WORK REQUIRED >>
Your job is to set down the stretch of entries that opens with the line containing "target | blonde hair" and closes with the line containing "target | white paper song sheet". Keep both end lines, copy each exactly, and add nothing.

ENTRIES SUPPLIED >>
=-=-=

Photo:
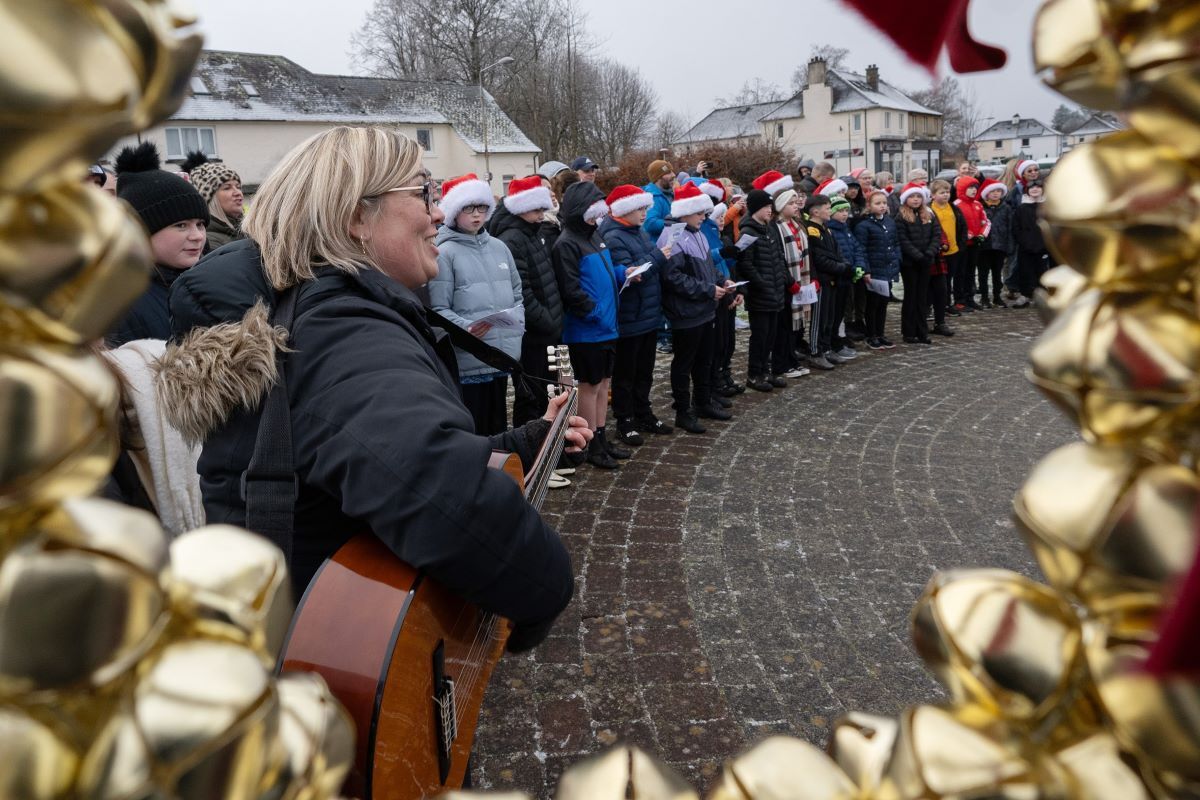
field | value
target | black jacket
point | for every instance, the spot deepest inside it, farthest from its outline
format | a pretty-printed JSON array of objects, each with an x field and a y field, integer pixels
[
  {"x": 763, "y": 265},
  {"x": 148, "y": 319},
  {"x": 382, "y": 439},
  {"x": 544, "y": 305},
  {"x": 1026, "y": 233},
  {"x": 828, "y": 264},
  {"x": 919, "y": 241}
]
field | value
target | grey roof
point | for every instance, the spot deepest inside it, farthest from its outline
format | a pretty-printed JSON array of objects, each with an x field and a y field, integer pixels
[
  {"x": 287, "y": 92},
  {"x": 1097, "y": 124},
  {"x": 1024, "y": 128},
  {"x": 732, "y": 122}
]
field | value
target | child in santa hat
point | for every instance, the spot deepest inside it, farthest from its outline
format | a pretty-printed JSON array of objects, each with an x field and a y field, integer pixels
[{"x": 999, "y": 242}]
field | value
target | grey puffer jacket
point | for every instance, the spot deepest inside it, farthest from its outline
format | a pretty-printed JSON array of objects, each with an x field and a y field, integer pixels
[{"x": 477, "y": 277}]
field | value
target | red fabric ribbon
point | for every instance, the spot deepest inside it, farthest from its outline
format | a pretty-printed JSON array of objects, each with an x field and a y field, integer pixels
[{"x": 922, "y": 36}]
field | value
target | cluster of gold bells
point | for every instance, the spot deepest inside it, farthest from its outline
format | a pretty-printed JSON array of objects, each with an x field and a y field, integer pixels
[
  {"x": 135, "y": 669},
  {"x": 127, "y": 668}
]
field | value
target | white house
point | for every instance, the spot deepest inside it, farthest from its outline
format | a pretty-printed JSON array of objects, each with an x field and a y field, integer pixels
[
  {"x": 250, "y": 109},
  {"x": 1018, "y": 137},
  {"x": 1096, "y": 126},
  {"x": 844, "y": 118}
]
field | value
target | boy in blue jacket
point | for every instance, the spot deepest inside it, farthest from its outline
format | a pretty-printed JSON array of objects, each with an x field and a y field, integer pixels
[{"x": 876, "y": 234}]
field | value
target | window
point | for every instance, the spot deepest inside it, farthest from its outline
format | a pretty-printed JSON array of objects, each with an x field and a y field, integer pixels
[{"x": 181, "y": 142}]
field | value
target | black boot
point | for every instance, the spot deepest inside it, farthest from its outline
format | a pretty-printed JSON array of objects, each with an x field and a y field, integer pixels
[
  {"x": 598, "y": 456},
  {"x": 688, "y": 421}
]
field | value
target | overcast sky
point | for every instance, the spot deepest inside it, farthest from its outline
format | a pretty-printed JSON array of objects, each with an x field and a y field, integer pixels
[{"x": 690, "y": 66}]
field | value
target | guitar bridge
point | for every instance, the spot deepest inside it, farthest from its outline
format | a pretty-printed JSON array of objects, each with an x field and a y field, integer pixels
[{"x": 445, "y": 713}]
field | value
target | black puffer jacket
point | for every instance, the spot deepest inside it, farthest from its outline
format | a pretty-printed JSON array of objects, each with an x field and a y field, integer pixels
[
  {"x": 544, "y": 305},
  {"x": 382, "y": 440},
  {"x": 762, "y": 264},
  {"x": 919, "y": 241}
]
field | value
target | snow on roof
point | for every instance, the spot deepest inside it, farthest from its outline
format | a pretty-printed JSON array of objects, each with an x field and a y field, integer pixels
[
  {"x": 287, "y": 92},
  {"x": 732, "y": 122},
  {"x": 852, "y": 92},
  {"x": 1025, "y": 127}
]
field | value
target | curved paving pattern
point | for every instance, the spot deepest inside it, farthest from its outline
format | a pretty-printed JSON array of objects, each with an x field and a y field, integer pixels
[{"x": 759, "y": 578}]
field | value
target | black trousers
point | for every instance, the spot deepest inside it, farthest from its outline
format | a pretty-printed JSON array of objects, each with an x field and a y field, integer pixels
[
  {"x": 633, "y": 376},
  {"x": 964, "y": 281},
  {"x": 691, "y": 364},
  {"x": 991, "y": 264},
  {"x": 915, "y": 306},
  {"x": 763, "y": 326},
  {"x": 487, "y": 404},
  {"x": 876, "y": 313},
  {"x": 531, "y": 400}
]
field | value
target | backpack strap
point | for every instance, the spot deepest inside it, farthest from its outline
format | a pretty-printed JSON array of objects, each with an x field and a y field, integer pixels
[{"x": 270, "y": 486}]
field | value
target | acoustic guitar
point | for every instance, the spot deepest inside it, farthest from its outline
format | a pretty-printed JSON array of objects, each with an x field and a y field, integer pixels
[{"x": 408, "y": 659}]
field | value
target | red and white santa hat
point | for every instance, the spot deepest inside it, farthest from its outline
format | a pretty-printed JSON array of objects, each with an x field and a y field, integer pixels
[
  {"x": 628, "y": 198},
  {"x": 689, "y": 199},
  {"x": 989, "y": 185},
  {"x": 714, "y": 190},
  {"x": 466, "y": 190},
  {"x": 913, "y": 188},
  {"x": 832, "y": 186},
  {"x": 527, "y": 194},
  {"x": 773, "y": 181}
]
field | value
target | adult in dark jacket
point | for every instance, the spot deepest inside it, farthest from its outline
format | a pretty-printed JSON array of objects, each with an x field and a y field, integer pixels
[
  {"x": 589, "y": 284},
  {"x": 921, "y": 242},
  {"x": 175, "y": 217},
  {"x": 381, "y": 439},
  {"x": 763, "y": 268},
  {"x": 691, "y": 288},
  {"x": 639, "y": 312},
  {"x": 521, "y": 218}
]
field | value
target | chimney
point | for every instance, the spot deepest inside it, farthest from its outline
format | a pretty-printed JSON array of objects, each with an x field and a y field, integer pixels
[{"x": 816, "y": 71}]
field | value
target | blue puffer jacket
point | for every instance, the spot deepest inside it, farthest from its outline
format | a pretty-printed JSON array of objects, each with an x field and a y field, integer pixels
[
  {"x": 851, "y": 251},
  {"x": 877, "y": 238},
  {"x": 659, "y": 212},
  {"x": 587, "y": 277},
  {"x": 640, "y": 307}
]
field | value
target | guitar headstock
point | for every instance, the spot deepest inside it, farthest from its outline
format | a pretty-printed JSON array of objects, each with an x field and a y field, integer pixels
[{"x": 559, "y": 358}]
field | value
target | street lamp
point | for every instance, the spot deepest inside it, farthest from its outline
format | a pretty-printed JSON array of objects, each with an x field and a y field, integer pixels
[{"x": 483, "y": 114}]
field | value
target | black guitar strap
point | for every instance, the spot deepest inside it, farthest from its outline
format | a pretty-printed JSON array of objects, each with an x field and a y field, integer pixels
[{"x": 270, "y": 485}]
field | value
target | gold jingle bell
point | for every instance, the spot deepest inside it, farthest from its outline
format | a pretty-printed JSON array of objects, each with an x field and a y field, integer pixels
[
  {"x": 781, "y": 768},
  {"x": 1110, "y": 530},
  {"x": 59, "y": 409},
  {"x": 1127, "y": 215},
  {"x": 229, "y": 583},
  {"x": 81, "y": 602},
  {"x": 618, "y": 771},
  {"x": 1002, "y": 642},
  {"x": 73, "y": 260}
]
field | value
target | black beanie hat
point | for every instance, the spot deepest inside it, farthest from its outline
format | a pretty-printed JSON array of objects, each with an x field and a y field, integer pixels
[
  {"x": 160, "y": 198},
  {"x": 756, "y": 199}
]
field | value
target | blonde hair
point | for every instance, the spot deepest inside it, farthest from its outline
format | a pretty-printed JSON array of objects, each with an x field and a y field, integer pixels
[{"x": 303, "y": 211}]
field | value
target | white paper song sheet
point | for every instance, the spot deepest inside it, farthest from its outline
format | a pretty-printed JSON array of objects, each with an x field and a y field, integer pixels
[
  {"x": 633, "y": 274},
  {"x": 879, "y": 287},
  {"x": 508, "y": 319}
]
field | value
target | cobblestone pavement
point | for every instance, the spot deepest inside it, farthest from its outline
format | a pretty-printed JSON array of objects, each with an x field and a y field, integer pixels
[{"x": 759, "y": 578}]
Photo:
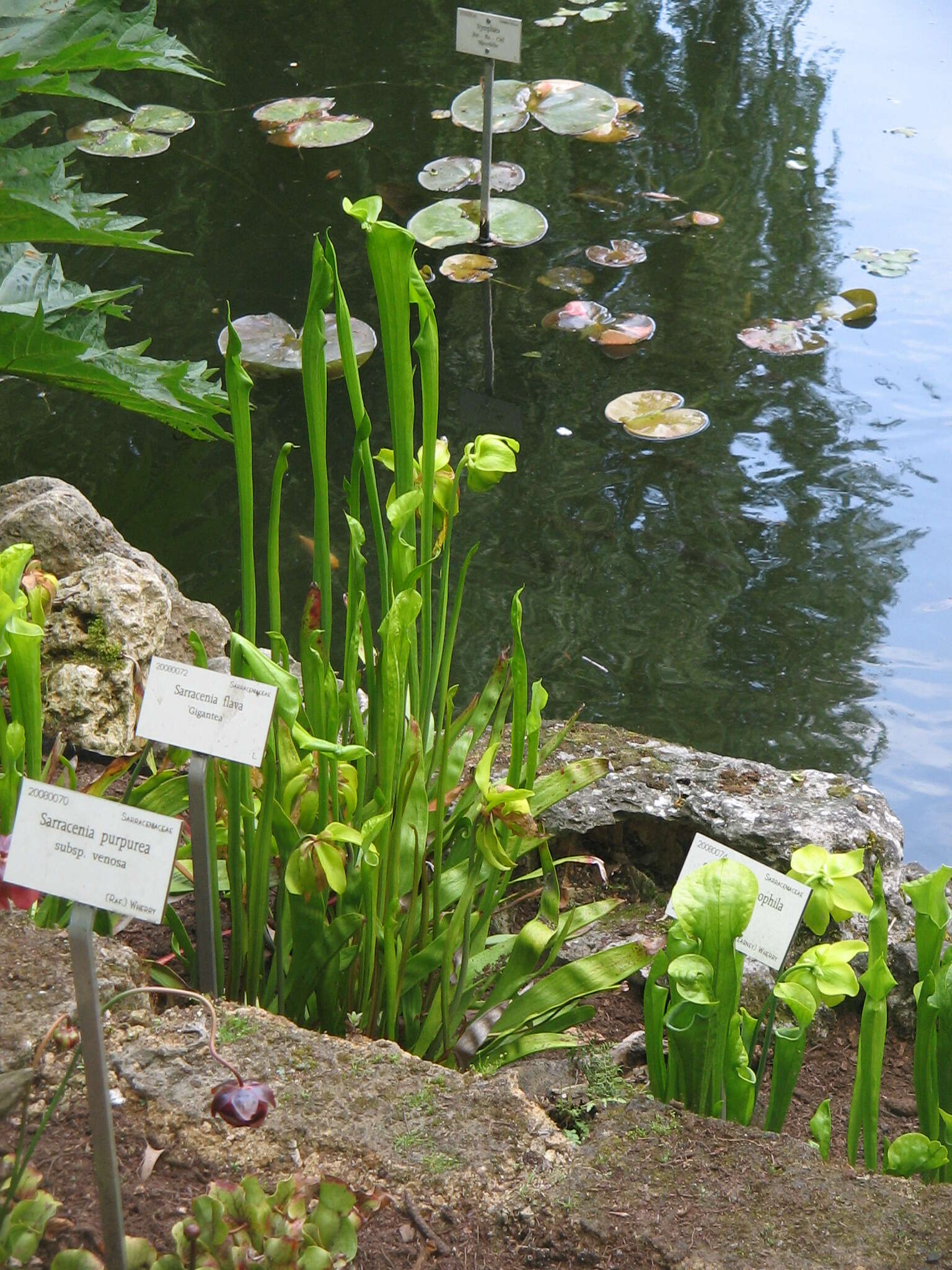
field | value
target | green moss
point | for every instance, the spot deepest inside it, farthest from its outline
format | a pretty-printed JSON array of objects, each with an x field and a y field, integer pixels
[{"x": 98, "y": 649}]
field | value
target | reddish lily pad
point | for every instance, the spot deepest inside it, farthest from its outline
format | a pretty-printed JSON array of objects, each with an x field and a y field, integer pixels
[
  {"x": 625, "y": 334},
  {"x": 566, "y": 277},
  {"x": 467, "y": 267},
  {"x": 783, "y": 338},
  {"x": 619, "y": 255},
  {"x": 655, "y": 415}
]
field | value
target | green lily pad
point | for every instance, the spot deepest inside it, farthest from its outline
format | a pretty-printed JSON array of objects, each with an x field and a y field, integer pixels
[
  {"x": 456, "y": 172},
  {"x": 271, "y": 346},
  {"x": 566, "y": 277},
  {"x": 655, "y": 415},
  {"x": 850, "y": 306},
  {"x": 580, "y": 316},
  {"x": 322, "y": 133},
  {"x": 456, "y": 221},
  {"x": 885, "y": 265},
  {"x": 697, "y": 220},
  {"x": 619, "y": 255},
  {"x": 289, "y": 110},
  {"x": 121, "y": 143},
  {"x": 509, "y": 107},
  {"x": 138, "y": 135},
  {"x": 569, "y": 107},
  {"x": 467, "y": 269},
  {"x": 625, "y": 334},
  {"x": 161, "y": 118},
  {"x": 783, "y": 337}
]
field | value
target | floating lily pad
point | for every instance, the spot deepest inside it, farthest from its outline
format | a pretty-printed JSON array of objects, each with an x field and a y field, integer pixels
[
  {"x": 569, "y": 107},
  {"x": 612, "y": 133},
  {"x": 857, "y": 305},
  {"x": 509, "y": 107},
  {"x": 783, "y": 337},
  {"x": 625, "y": 334},
  {"x": 467, "y": 269},
  {"x": 580, "y": 316},
  {"x": 145, "y": 131},
  {"x": 289, "y": 110},
  {"x": 697, "y": 220},
  {"x": 271, "y": 346},
  {"x": 322, "y": 134},
  {"x": 655, "y": 415},
  {"x": 885, "y": 265},
  {"x": 566, "y": 277},
  {"x": 619, "y": 255},
  {"x": 456, "y": 172},
  {"x": 456, "y": 221}
]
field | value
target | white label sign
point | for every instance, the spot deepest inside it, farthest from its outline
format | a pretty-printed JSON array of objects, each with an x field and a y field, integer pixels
[
  {"x": 488, "y": 35},
  {"x": 94, "y": 851},
  {"x": 206, "y": 711},
  {"x": 780, "y": 904}
]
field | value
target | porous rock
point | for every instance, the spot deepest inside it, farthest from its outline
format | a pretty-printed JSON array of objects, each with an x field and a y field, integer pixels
[{"x": 68, "y": 534}]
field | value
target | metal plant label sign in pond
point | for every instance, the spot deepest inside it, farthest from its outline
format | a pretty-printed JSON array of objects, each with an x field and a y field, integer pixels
[
  {"x": 102, "y": 854},
  {"x": 780, "y": 904},
  {"x": 488, "y": 35},
  {"x": 206, "y": 711}
]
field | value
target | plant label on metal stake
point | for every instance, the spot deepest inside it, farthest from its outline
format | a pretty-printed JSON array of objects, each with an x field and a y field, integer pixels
[
  {"x": 99, "y": 855},
  {"x": 780, "y": 907},
  {"x": 494, "y": 38},
  {"x": 209, "y": 714}
]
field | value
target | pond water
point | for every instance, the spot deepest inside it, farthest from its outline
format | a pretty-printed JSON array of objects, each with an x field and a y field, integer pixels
[{"x": 777, "y": 587}]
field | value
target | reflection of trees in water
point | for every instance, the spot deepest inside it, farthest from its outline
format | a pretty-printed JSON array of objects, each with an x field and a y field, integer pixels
[{"x": 734, "y": 586}]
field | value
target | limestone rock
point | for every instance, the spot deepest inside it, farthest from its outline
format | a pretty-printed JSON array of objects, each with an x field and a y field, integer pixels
[
  {"x": 93, "y": 705},
  {"x": 68, "y": 534}
]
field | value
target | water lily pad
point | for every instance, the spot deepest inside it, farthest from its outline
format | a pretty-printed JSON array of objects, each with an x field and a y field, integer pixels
[
  {"x": 456, "y": 221},
  {"x": 288, "y": 110},
  {"x": 456, "y": 172},
  {"x": 885, "y": 265},
  {"x": 121, "y": 143},
  {"x": 509, "y": 107},
  {"x": 783, "y": 337},
  {"x": 697, "y": 220},
  {"x": 612, "y": 133},
  {"x": 566, "y": 277},
  {"x": 138, "y": 135},
  {"x": 582, "y": 316},
  {"x": 467, "y": 269},
  {"x": 271, "y": 346},
  {"x": 322, "y": 133},
  {"x": 569, "y": 107},
  {"x": 625, "y": 334},
  {"x": 161, "y": 118},
  {"x": 857, "y": 305},
  {"x": 655, "y": 415},
  {"x": 619, "y": 255}
]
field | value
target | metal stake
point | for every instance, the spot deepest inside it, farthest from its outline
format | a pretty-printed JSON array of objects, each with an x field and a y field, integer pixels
[
  {"x": 100, "y": 1113},
  {"x": 205, "y": 866},
  {"x": 488, "y": 78}
]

=-=-=

TASK RESULT >>
target | blonde hair
point | for every instance, the spot deepest inside it, farthest from its outline
format | a pretty-printed JSON array of objects, each with an x field and a y field, integer pixels
[{"x": 303, "y": 211}]
field | value
target | white paper song sheet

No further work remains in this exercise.